:: WHAT YOU HAVE TO DO ::
For each line of the data below, test for "police". Report only the number of lines that pass.

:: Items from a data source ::
☆ ☆ ☆ ☆

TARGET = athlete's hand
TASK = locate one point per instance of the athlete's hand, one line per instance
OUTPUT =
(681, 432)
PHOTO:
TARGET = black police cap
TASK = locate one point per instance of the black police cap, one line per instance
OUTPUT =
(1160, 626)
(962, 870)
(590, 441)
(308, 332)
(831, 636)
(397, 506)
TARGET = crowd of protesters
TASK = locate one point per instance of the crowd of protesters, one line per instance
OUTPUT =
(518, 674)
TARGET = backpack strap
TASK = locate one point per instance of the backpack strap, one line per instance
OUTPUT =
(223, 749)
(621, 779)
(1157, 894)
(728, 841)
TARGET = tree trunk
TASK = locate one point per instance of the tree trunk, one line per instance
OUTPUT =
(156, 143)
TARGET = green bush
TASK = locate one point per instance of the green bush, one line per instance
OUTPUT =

☆ ☆ ☆ ☆

:: PROBLEM SOLUTION ::
2